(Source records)
= = =

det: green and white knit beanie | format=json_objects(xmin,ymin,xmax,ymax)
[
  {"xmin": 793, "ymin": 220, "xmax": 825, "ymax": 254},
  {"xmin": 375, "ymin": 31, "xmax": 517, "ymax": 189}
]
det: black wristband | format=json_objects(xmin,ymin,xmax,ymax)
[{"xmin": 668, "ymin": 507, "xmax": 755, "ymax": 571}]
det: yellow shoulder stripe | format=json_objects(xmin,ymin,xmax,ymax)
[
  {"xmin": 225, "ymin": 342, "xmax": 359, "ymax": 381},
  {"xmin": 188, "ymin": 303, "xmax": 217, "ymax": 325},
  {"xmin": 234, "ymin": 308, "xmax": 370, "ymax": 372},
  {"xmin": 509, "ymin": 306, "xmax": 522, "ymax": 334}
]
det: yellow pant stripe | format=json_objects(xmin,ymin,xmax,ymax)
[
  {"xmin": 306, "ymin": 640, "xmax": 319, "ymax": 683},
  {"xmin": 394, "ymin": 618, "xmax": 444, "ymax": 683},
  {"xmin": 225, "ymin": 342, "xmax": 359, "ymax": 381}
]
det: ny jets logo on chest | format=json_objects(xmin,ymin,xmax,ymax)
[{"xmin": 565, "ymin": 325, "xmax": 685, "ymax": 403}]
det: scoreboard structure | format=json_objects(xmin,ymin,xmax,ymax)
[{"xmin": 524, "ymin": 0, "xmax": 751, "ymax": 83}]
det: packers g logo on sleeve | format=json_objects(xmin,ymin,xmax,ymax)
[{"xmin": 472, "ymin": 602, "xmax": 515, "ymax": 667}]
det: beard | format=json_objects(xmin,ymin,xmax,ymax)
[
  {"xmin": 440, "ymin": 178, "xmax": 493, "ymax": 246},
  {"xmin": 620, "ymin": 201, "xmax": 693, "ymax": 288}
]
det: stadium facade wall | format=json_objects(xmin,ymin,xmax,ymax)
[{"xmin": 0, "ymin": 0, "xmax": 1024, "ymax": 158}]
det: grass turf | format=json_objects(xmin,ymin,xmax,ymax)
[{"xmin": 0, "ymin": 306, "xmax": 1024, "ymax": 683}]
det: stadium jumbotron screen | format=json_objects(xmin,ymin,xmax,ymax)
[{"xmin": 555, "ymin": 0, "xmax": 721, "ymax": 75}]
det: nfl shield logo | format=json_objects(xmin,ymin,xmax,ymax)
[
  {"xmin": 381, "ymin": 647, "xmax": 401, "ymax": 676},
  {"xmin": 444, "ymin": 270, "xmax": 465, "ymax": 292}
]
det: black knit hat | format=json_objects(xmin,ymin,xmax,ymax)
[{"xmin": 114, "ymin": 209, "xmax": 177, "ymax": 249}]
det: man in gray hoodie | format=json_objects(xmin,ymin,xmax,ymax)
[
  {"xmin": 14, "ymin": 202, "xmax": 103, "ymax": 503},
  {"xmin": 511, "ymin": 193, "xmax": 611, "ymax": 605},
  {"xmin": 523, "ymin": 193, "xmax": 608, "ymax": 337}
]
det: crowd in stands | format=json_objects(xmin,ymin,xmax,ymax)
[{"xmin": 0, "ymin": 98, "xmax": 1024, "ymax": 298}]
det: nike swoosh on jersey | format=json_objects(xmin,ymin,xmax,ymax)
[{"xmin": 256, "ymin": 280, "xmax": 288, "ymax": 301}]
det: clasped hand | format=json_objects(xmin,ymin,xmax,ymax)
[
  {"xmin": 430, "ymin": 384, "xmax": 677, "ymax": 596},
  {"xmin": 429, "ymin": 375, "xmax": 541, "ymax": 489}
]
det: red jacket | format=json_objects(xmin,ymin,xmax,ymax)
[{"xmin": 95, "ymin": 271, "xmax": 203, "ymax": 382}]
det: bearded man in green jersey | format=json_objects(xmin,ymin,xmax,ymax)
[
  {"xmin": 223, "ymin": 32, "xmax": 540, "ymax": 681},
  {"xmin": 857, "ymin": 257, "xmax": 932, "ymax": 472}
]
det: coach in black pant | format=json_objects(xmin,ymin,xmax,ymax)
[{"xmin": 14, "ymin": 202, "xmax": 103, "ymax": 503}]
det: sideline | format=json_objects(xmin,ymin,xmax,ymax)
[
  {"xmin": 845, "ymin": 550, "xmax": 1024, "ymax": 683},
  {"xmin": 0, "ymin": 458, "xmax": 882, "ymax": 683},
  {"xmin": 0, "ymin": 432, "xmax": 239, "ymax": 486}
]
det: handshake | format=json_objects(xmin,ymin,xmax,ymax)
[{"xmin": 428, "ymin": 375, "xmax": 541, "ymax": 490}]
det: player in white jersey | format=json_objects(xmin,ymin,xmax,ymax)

= = =

• _PROBLEM DESCRIPTION_:
Which lines of the data above contain the word "yellow"? Copy each of them in full.

• _RESULT_:
det: yellow shoulder stripe | format=json_objects(xmin,ymin,xmax,ymax)
det: yellow pant stripe | format=json_objects(xmin,ymin,xmax,ymax)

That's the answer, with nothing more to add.